> Text:
##########
A Hyundai car backs up in a supermarket parking lot in Sarasota, Florida. As the driver misjudges the distance behind the car, the Hyundai's bumper cushions the impact with a neighboring vehicle. In a trading office in the City of London, a broker threads her way through a forest of desks and chairs to her own work station where she switches on the monitor of her IBM computer. On hearing his Sabena flight to Brussels called, a businessman at Berlin's Tempelhof Airport stoops to grasp the handle on his suitcase before heading to his gate while still using his handphone.
What all three disparate but everyday instances have in common is that they represent interactions with plastics products whose origins derive from raw material produced in Korea by foreign-invested corporations. "You won't find our name on any consumer item, but the final product will have BASF material in them," said Klaus Kaltenthaler, Vice President and Representative Director of BASF Styrenics Korea, whose acrylonitrile-butadiene-styrene (ABS) finds its way into luggage handles, vacuum cleaner housings and other products which receive rough handling.
"We make resins which we sell to molders which make the product necessary for the end product," he said.
##########
> Information provided:
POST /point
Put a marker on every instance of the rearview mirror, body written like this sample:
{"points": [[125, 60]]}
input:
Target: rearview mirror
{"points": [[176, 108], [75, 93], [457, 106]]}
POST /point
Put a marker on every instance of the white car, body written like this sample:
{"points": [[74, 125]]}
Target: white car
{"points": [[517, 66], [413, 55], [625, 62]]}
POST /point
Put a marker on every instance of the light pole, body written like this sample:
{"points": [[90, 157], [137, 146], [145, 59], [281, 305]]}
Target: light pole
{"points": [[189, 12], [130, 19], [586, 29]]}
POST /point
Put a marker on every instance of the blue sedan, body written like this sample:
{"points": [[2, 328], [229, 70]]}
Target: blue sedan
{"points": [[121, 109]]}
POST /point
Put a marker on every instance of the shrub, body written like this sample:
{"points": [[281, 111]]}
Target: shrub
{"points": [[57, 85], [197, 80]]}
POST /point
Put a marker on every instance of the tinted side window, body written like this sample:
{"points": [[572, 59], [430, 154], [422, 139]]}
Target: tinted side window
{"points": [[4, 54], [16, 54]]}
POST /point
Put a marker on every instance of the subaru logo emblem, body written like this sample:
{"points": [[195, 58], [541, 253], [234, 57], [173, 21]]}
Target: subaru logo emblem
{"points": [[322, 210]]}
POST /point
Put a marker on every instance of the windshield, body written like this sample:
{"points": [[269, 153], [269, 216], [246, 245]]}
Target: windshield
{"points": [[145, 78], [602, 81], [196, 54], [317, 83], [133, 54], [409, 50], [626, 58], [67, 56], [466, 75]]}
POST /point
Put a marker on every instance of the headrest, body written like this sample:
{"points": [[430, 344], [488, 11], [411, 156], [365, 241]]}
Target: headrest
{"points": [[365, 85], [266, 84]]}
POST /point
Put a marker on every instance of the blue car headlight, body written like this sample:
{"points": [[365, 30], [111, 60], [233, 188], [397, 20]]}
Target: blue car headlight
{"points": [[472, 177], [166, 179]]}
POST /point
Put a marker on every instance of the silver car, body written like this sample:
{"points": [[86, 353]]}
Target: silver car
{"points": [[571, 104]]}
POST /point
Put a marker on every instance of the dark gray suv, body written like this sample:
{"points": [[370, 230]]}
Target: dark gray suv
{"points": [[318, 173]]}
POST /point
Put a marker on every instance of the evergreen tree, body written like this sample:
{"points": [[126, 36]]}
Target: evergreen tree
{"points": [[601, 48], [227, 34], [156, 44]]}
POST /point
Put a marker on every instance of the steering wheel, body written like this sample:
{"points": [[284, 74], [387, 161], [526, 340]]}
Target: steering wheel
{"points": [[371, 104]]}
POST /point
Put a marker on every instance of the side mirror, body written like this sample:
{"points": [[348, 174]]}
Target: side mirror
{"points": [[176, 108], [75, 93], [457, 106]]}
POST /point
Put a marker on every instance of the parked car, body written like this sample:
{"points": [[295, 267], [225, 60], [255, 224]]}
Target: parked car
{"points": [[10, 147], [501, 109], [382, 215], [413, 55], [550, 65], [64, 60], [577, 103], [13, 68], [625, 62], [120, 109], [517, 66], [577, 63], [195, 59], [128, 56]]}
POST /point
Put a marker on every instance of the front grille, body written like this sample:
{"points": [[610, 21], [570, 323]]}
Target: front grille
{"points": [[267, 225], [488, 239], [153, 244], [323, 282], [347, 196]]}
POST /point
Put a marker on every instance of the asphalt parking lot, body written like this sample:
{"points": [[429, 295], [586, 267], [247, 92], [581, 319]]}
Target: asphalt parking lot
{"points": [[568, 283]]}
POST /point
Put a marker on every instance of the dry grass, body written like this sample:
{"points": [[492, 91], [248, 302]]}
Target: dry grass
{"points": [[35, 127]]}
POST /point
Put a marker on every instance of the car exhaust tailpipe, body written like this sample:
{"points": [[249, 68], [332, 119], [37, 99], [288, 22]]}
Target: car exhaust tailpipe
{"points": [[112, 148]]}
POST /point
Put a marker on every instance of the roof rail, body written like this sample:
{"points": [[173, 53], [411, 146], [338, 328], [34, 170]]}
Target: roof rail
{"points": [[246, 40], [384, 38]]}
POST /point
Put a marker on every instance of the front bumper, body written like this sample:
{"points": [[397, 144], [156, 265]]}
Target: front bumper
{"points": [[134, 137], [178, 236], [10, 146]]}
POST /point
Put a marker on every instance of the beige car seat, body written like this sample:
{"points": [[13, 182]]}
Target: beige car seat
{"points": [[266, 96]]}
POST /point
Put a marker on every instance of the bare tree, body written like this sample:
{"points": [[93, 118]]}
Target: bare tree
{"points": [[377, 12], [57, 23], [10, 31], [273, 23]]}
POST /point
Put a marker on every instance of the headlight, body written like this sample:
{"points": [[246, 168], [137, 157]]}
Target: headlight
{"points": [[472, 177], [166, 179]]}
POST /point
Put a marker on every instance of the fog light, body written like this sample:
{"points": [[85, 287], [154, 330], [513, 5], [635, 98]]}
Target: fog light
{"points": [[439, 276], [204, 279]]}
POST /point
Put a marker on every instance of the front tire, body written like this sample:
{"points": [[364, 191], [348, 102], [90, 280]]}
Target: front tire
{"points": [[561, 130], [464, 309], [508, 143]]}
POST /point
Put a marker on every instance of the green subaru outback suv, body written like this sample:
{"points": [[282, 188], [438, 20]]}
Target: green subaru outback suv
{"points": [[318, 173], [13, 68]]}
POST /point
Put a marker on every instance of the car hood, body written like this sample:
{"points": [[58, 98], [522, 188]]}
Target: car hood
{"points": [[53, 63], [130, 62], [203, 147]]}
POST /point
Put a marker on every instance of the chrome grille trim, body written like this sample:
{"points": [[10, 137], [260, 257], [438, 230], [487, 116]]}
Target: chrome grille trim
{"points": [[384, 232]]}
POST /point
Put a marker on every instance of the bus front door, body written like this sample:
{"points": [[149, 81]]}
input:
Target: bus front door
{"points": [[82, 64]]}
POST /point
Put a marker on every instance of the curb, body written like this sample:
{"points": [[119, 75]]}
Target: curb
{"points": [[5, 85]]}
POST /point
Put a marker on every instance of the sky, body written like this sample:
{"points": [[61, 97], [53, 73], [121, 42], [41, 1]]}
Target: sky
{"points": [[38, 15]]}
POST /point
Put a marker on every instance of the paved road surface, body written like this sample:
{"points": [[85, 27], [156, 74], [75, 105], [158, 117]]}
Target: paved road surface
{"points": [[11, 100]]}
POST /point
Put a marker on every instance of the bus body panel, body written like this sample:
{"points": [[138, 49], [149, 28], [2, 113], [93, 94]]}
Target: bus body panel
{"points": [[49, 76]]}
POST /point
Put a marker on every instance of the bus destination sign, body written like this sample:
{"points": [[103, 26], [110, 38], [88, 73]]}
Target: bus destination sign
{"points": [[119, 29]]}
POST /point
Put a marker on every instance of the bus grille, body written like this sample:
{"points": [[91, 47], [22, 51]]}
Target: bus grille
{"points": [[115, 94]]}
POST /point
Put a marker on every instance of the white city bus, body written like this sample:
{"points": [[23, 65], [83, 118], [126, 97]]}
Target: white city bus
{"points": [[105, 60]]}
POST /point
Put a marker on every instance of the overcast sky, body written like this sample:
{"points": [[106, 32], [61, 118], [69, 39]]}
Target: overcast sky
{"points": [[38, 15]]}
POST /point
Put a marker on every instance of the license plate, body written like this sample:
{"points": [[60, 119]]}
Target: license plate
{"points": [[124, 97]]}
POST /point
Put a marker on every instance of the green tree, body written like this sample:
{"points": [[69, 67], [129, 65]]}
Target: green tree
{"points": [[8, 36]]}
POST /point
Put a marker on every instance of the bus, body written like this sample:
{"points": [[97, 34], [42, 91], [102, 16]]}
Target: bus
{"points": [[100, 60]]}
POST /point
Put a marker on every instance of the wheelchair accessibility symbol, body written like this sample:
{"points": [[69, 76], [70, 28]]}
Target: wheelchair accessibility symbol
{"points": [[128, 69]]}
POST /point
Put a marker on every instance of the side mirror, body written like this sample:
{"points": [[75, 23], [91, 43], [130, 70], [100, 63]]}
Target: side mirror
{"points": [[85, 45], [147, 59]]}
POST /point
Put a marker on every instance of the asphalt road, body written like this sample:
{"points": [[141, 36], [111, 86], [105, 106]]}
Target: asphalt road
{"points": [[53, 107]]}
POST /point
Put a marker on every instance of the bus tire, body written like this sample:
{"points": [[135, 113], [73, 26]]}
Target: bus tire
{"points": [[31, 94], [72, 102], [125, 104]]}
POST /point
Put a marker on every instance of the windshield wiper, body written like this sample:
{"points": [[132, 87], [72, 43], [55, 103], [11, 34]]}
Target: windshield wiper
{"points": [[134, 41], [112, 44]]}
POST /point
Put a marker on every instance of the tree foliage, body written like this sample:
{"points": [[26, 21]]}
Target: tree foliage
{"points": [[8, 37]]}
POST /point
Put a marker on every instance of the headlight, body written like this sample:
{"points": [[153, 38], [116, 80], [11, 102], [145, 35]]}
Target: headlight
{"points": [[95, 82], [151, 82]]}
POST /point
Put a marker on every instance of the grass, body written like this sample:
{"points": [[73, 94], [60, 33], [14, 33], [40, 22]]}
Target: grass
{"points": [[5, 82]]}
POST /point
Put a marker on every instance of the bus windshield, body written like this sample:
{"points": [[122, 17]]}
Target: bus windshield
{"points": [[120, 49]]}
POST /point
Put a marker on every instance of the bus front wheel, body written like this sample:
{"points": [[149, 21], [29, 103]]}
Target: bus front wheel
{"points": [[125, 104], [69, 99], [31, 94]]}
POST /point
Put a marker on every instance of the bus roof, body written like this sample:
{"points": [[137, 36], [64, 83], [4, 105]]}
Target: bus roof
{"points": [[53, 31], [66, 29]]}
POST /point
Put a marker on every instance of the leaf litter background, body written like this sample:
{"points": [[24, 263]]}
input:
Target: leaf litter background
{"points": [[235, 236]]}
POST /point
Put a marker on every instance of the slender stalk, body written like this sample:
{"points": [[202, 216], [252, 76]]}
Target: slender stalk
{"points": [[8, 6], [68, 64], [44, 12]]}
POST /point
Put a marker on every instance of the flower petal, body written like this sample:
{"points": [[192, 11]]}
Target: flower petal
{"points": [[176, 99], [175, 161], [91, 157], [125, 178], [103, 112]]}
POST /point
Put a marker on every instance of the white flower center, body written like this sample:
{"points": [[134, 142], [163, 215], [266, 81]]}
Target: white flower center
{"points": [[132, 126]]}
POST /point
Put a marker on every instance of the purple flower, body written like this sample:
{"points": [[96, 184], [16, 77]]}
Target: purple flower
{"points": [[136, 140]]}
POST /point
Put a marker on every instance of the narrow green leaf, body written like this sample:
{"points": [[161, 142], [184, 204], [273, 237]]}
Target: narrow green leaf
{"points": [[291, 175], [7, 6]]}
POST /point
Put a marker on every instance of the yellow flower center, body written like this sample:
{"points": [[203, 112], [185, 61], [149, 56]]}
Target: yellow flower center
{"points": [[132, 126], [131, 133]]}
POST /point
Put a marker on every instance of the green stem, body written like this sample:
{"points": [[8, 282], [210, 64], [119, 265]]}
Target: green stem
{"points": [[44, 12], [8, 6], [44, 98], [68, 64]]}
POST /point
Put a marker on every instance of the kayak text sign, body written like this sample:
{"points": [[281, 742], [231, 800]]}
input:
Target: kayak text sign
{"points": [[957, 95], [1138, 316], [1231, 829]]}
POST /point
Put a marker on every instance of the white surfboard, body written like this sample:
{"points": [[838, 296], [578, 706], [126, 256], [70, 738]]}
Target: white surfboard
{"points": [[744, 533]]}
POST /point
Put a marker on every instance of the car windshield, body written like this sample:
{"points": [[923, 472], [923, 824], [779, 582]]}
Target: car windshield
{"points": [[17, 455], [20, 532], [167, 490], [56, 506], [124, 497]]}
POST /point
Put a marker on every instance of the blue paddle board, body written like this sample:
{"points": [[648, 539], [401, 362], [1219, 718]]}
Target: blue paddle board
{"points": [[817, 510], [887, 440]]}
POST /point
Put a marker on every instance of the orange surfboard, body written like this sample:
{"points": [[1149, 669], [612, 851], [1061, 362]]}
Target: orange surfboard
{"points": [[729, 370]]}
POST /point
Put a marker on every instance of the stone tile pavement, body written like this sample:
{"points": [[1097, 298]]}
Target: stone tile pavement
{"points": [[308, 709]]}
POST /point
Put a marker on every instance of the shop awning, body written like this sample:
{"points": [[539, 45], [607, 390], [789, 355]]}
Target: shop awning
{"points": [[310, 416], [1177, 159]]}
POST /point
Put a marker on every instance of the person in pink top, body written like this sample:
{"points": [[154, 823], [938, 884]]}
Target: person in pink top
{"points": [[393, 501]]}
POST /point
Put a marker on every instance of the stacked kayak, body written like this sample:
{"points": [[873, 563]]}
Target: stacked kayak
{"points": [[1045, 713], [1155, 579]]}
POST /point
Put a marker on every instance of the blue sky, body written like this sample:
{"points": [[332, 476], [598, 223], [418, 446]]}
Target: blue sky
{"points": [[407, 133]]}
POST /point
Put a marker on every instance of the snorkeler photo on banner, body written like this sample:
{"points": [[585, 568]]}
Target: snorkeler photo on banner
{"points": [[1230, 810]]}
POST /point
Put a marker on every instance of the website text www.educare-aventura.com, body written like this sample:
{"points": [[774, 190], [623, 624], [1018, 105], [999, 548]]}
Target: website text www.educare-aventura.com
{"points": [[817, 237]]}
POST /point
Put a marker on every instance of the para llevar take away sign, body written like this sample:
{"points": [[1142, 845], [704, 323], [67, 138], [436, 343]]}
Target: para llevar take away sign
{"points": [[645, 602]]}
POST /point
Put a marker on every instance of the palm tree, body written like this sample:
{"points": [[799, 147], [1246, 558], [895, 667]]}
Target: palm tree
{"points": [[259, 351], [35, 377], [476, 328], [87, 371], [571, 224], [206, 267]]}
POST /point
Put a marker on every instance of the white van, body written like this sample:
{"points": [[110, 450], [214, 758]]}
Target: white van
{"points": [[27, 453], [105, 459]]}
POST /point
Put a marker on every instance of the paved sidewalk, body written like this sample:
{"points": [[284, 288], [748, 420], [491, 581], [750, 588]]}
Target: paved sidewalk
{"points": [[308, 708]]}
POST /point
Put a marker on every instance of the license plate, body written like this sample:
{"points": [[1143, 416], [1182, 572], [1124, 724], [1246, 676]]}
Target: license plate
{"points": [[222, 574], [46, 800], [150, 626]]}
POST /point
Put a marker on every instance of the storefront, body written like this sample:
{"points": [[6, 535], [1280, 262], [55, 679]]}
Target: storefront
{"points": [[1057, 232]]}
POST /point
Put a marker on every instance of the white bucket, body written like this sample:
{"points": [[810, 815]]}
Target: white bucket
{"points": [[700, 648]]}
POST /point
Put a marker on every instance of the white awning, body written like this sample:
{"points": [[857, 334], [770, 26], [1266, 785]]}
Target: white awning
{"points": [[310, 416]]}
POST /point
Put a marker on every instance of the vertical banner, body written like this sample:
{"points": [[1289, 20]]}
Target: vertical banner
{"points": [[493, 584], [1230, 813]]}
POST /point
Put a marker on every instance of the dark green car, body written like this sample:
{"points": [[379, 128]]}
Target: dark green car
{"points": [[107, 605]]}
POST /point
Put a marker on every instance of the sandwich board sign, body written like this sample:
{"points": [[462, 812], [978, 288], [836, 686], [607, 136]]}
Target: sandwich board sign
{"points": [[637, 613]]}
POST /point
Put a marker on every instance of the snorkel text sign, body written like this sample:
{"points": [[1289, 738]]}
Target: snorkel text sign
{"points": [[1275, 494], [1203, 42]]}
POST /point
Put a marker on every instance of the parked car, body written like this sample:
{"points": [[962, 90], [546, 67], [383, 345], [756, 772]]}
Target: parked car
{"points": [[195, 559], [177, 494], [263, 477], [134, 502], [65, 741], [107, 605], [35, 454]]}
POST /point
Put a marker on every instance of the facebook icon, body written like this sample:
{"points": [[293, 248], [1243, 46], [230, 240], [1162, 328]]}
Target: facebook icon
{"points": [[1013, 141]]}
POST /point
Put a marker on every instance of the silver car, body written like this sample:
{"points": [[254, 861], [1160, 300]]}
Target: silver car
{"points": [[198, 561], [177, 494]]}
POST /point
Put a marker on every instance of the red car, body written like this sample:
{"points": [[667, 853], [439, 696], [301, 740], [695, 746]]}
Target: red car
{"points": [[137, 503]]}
##########
> Activity list:
1. In the passage on plastics made in Korea, what position does Klaus Kaltenthaler hold?
2. Reproduce word for word the part of the passage on plastics made in Korea from "What all three" up to and including "receive rough handling.".
The entries are separate material and have no connection to the passage on plastics made in Korea.

> Responses by item number:
1. He is Vice President and Representative Director of BASF Styrenics Korea.

2.
What all three disparate but everyday instances have in common is that they represent interactions with plastics products whose origins derive from raw material produced in Korea by foreign-invested corporations. "You won't find our name on any consumer item, but the final product will have BASF material in them," said Klaus Kaltenthaler, Vice President and Representative Director of BASF Styrenics Korea, whose acrylonitrile-butadiene-styrene (ABS) finds its way into luggage handles, vacuum cleaner housings and other products which receive rough handling.